● GIVEN DATA:
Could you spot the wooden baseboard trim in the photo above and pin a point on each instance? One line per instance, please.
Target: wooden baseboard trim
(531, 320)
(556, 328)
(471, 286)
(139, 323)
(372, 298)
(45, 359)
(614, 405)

● PROBLEM DETAILS: A word-for-word copy of the data is the expected answer.

● SOLUTION BELOW:
Could you spot the wooden baseboard trim in the photo above and pin a point on each instance? One line per instance, please.
Target: wooden baseboard trim
(531, 320)
(556, 328)
(471, 286)
(139, 323)
(372, 298)
(45, 359)
(614, 405)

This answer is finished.